* Exercise brief: Reproduce every one of the records below verbatim, omitting the pictures.

* Provided data:

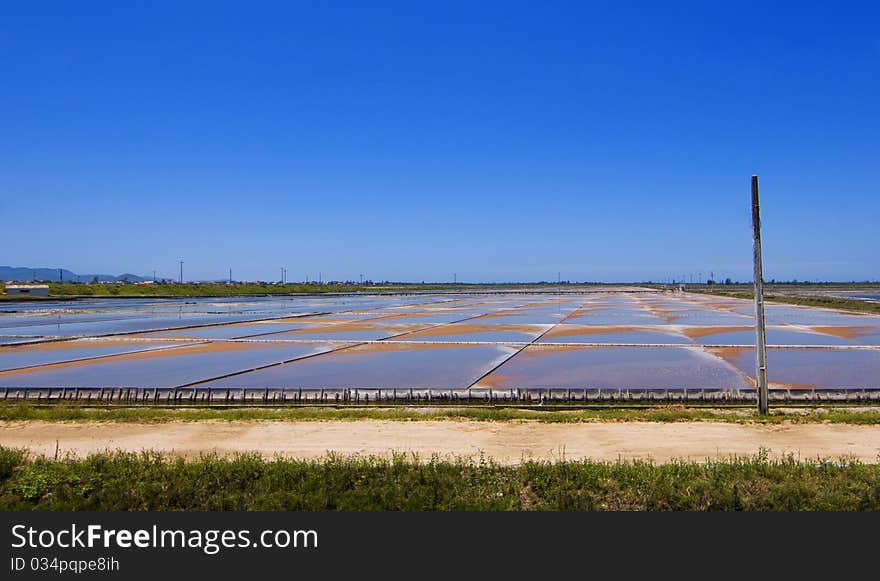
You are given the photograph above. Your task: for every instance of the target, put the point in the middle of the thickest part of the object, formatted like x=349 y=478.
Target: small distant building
x=34 y=290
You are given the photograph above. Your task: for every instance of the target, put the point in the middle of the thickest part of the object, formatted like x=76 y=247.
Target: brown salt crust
x=845 y=332
x=386 y=346
x=697 y=332
x=198 y=349
x=467 y=328
x=574 y=330
x=354 y=326
x=728 y=353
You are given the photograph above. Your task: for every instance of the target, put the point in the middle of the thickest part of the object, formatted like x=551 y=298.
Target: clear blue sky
x=413 y=140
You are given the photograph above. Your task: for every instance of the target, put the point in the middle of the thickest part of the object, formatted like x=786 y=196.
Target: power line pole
x=760 y=347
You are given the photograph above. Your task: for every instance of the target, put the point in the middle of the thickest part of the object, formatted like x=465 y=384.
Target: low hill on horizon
x=29 y=274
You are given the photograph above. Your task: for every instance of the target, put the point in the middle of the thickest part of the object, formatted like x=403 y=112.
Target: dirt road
x=506 y=442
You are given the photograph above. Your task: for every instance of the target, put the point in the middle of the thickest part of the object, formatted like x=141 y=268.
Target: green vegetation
x=149 y=481
x=54 y=412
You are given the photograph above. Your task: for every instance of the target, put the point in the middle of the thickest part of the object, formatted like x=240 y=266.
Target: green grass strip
x=148 y=481
x=55 y=413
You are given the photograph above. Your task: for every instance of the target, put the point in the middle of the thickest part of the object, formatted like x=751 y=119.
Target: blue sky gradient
x=409 y=141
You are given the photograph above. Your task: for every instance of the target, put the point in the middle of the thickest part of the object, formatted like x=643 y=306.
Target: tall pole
x=760 y=348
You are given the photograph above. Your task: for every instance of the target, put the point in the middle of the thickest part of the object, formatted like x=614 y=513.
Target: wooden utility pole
x=760 y=348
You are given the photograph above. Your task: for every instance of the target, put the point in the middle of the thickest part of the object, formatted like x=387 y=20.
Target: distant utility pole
x=760 y=348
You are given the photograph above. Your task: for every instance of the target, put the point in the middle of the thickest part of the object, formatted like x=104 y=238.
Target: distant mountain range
x=24 y=274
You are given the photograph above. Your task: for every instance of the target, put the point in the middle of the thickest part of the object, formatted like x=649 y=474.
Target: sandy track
x=507 y=442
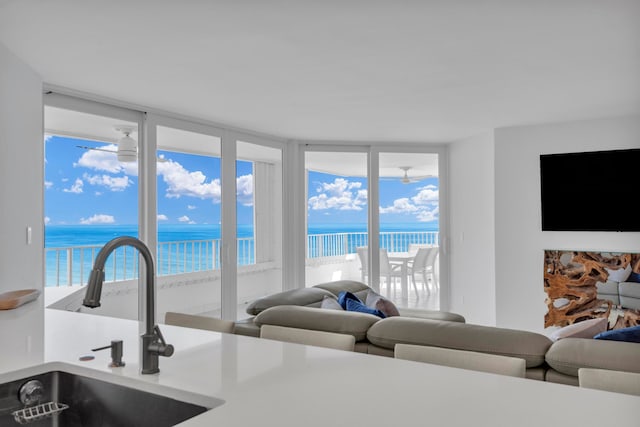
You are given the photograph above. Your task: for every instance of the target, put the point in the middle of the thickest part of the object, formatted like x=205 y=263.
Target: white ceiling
x=400 y=71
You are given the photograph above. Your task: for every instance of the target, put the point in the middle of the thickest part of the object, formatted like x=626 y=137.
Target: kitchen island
x=269 y=383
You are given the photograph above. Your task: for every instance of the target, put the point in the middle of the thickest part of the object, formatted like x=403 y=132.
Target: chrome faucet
x=153 y=344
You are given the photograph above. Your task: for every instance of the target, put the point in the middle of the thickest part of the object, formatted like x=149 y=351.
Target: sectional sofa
x=545 y=359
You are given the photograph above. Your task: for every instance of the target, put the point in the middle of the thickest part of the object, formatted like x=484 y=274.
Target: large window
x=337 y=214
x=91 y=195
x=369 y=198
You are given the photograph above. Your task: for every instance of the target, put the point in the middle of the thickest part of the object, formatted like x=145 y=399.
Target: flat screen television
x=590 y=191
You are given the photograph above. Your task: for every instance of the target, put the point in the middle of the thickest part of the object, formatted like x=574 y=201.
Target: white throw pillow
x=619 y=275
x=330 y=303
x=585 y=329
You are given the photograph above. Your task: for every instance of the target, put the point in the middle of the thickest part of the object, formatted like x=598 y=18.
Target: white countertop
x=269 y=383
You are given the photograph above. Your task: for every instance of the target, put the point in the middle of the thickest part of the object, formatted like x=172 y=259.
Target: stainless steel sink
x=93 y=402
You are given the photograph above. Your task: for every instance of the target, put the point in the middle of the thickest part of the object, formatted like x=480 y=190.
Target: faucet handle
x=161 y=348
x=116 y=353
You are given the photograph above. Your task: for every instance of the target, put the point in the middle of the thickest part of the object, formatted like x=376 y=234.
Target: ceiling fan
x=127 y=147
x=406 y=179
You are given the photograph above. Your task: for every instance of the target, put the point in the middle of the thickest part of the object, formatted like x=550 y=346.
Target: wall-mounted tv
x=590 y=191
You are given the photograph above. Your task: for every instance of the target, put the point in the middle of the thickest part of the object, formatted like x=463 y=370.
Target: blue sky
x=92 y=187
x=337 y=199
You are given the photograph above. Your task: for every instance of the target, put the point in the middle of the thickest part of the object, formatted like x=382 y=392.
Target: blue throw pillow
x=356 y=305
x=634 y=277
x=631 y=334
x=345 y=296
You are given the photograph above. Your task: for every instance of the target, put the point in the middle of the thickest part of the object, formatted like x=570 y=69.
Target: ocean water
x=183 y=248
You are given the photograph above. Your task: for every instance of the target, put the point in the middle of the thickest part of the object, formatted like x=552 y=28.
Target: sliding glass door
x=337 y=221
x=409 y=225
x=362 y=197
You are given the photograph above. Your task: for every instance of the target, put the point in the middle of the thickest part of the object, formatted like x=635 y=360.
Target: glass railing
x=71 y=265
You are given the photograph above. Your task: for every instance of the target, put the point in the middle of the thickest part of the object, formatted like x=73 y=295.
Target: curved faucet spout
x=153 y=343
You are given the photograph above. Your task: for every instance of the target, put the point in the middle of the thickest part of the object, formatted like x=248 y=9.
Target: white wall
x=21 y=199
x=472 y=258
x=519 y=241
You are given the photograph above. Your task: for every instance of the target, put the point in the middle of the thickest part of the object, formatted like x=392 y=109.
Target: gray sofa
x=545 y=360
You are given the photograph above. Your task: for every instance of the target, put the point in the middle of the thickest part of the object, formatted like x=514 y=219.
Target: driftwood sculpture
x=570 y=280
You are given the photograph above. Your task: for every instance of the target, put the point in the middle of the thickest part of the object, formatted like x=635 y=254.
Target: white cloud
x=402 y=205
x=107 y=162
x=424 y=205
x=98 y=219
x=113 y=183
x=75 y=188
x=427 y=215
x=186 y=219
x=244 y=185
x=339 y=194
x=180 y=182
x=426 y=195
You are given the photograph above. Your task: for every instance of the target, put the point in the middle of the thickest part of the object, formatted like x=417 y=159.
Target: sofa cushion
x=343 y=322
x=631 y=334
x=568 y=355
x=585 y=329
x=431 y=314
x=529 y=346
x=304 y=296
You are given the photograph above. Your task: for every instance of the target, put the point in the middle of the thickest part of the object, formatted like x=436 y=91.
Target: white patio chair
x=388 y=271
x=198 y=322
x=616 y=381
x=496 y=364
x=424 y=264
x=308 y=337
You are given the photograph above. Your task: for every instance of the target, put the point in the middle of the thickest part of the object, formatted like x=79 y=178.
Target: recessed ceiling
x=412 y=71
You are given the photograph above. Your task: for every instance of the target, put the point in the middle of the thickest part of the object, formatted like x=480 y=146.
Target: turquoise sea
x=186 y=248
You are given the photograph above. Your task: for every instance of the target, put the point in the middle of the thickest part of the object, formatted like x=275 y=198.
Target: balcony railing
x=72 y=265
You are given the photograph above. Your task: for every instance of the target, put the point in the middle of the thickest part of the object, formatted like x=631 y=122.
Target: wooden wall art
x=587 y=285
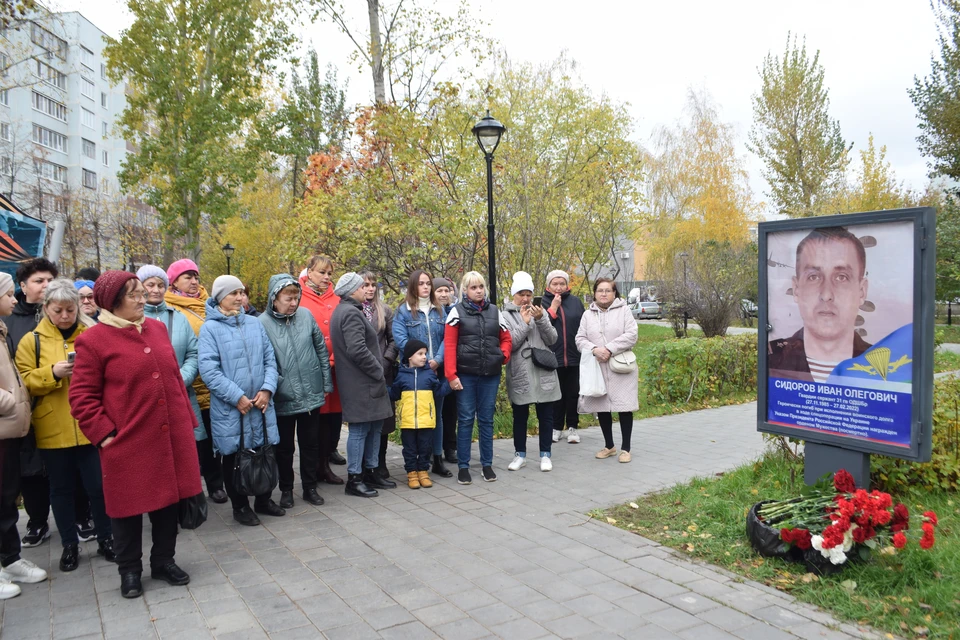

* Task output:
You are given the photograph above. Your task: for every instance of the target, put the point in the middle of the thickest part of the object, formatted like x=349 y=478.
Target: small distant building
x=34 y=290
You are given the photograph above. Your task: for every instance of the target, put the point in the middle of the thickest part of the object, formatted like x=76 y=247.
Target: brown salt crust
x=845 y=332
x=386 y=346
x=697 y=332
x=198 y=349
x=467 y=328
x=574 y=330
x=354 y=326
x=728 y=353
You are given the photograph above. Your task: for every instance of the target, put the point in the middle of the thickest part of the object, formatted like x=551 y=298.
Target: clear blue sky
x=413 y=140
You are given the photograph above. Your task: for every instance of the target, put the point in the middle of the thickest part of the object, formatted like x=786 y=196.
Target: power line pole
x=760 y=347
You are given the photograph above. Your task: for every instance of the target, put the point in the middle of the thickest part of the object, formatted like x=465 y=384.
Target: low hill on horizon
x=29 y=274
You are given the photograph above. Your task: for every instance of the target, put the point in the middle of the thickest part of the object, formatted like x=403 y=112.
Target: dirt road
x=506 y=442
You are given the photograph above. Your task: for every instance of the target, put the point in the middle of the thickest part of the object, formatted like x=141 y=268.
Target: green vegetation
x=149 y=481
x=54 y=412
You are given the photograph above. Your task: for every instance of the target, put the point in the middle of the thickest part of the object, formatted like x=240 y=266.
Target: green grass strip
x=148 y=481
x=55 y=413
You are given the photograph above. Your task: for every instance of the target, put the point in the middle of the thickest part of the object, formatted like x=751 y=119.
Target: blue sky gradient
x=409 y=141
You are given the photograph above. Your task: for every instance of the target, put the point in the middle of the thickest part of the object, formatted like x=643 y=306.
Target: tall pole
x=760 y=348
You are given the photograph above. Your task: for every instance of the target, put the point in the middle of the thickest part of the object, formatted like x=614 y=513.
Target: wooden utility pole
x=760 y=348
You are given the photograph above. Your task: for every instance of the target, put the point in the middle of the thickest part of the object, formatted like x=387 y=20.
Target: distant utility pole
x=760 y=348
You are given the photograph above. Your task: for every instance of the target, put the point in the middle of the thickest part of the object, formatted like x=104 y=238.
Target: distant mountain range
x=24 y=274
You are given the photograph above. Your task: for every instance of the target, put the point in the middle of the thickest part of the object, formatted like x=649 y=474.
Target: sandy track
x=507 y=442
You are given the photograph above. Your task: for every instance of the target, put the point in the middle of the thickest part of the object, formatted like x=205 y=263.
Target: white ceiling
x=400 y=71
You are given the photograph above. Your task: for every instance of the target, put the point in the middle of the thickest part of the object, formatted like x=626 y=137.
Target: kitchen island
x=269 y=383
You are given the photograph above. Your task: for every instance of the target, put the point in the middle of the thickest part of the object, formatted like x=403 y=132.
Target: chrome faucet
x=153 y=344
You are given the photograph above. Your task: for every instance of the target, put the point in the middle of the thickest part of the object, formatted like x=149 y=351.
Target: sectional sofa
x=545 y=359
You are given the photograph above. Your task: for every instance of the target, put the point in the middle of the thickest part of the object, formatted like x=484 y=274.
Target: large window
x=337 y=214
x=91 y=195
x=369 y=198
You are given the photograph above. Your task: for every instance of the target, put the point in the middle of the thickest part of the object, formatted like x=145 y=399.
Target: flat screen television
x=590 y=191
You are given the photograph above. Your task: for every instance of the target, put the point in the middle of the thickest part of the object, formatted like x=574 y=201.
Target: white throw pillow
x=619 y=275
x=330 y=303
x=585 y=329
You are given the photograph above. Your task: for every instance of the target, put the point in the middle of the thickest part of the object, formatted like x=598 y=18.
Target: white countertop
x=269 y=383
You are given the photograph above. Your task: for every instance of the target, put the point in the middle of the thickest part of the object, formatted like x=172 y=259.
Target: stainless steel sink
x=93 y=402
You are given the photograph above. Your task: for every instance of the target, put the point in the middle of the thickest part of the object, formatted like x=480 y=190.
Target: faucet handle
x=161 y=348
x=116 y=353
You are given the photograph above. Your task: for every instance of the target, put the point in the middle of the thickest part of the object, formatted like x=376 y=234.
Target: ceiling fan
x=127 y=147
x=406 y=179
You are given the photograph above. Your task: for every instance of the target, put the point in the middle of the thickest part of the object, formatted like x=550 y=346.
Target: wall-mounted tv
x=590 y=191
You are given the photograph above. Your task: for every instance of the target, put the point in the middle of the thickest part of the object, formatted like x=463 y=370.
Target: blue sky
x=92 y=187
x=337 y=199
You are given the photograph above. Your task: for every instance of the target, put the point in the middle of the thickest part of the object, formatted like x=382 y=392.
Target: blue throw pillow
x=356 y=305
x=634 y=277
x=631 y=334
x=345 y=296
You are given the photograph above. Your task: for every instance of the target, put the point in the middle of the thickest part of the object, formatted like x=570 y=69.
Target: ocean water
x=183 y=248
You are given the photograph above. Your task: for every instance of the target, put the point in the middle of the thickest part of the object, formatted like x=552 y=28.
Target: sliding glass door
x=337 y=221
x=409 y=225
x=362 y=197
You are given the photograph above. Your task: for every instance of the target, put the point in the middle of the thickest part of the object, formatted like x=635 y=360.
Target: glass railing
x=71 y=265
You are given the photograph above. Your task: for every instance of the target, put the point in the middle of the thickest part of the object, formatted like x=73 y=295.
Target: curved faucet spout
x=153 y=343
You are given the photograph above. Your task: for every instance of the target, put the point in the middle of the thickest part of the object, formatted like x=248 y=9.
Target: white wall
x=21 y=199
x=472 y=258
x=519 y=241
You are given the photograph above. Your task: for every instance of the target, put the point in the middle of the thickest part of the object, formatted like x=392 y=109.
Target: gray sofa
x=545 y=360
You are given the photograph above. Your task: for every instance of the target, put the point in the middle of the thickest part of the object, formatted like x=514 y=219.
Target: driftwood sculpture
x=570 y=280
You are given the photograph above. Your task: for every instance of the target, put the point in the middle of the thickest part of the object, formatted like x=635 y=254.
Target: white cloud
x=402 y=205
x=107 y=162
x=424 y=205
x=98 y=219
x=113 y=183
x=75 y=188
x=427 y=215
x=186 y=219
x=244 y=185
x=339 y=194
x=180 y=182
x=426 y=195
You are given the photograph above. Your task: for every instance of the target, put the point in the middle of the thickest part of the object, formatted like x=417 y=159.
Target: sofa cushion
x=343 y=322
x=631 y=334
x=568 y=355
x=585 y=329
x=431 y=314
x=529 y=346
x=304 y=296
You are given the photograph above. Your task: for every instance of the target, put the point in the middle of the thickest part of the object, formatted like x=436 y=91.
Target: white patio chair
x=388 y=271
x=198 y=322
x=616 y=381
x=496 y=364
x=424 y=264
x=308 y=337
You are given the photograph above. Your task: for every instance of the target, put the point in the middle of the thickest part of the object, formatted like x=79 y=178.
Target: recessed ceiling
x=412 y=71
You are given the photograph above. Your task: for every instance of the target, put the point in the middle of the thickest part of the object, formatted like x=480 y=146.
Target: turquoise sea
x=186 y=248
You are given the photograph above. Your task: for every instance of the target, put the point in the middle of the thickest part of the object, formatted like x=275 y=198.
Target: balcony railing
x=72 y=265
You are given the photograph above. Your task: for every instance of the target, put the point in the middle of the thickest part of the object, formatted like x=631 y=122.
Target: wooden wall art
x=587 y=285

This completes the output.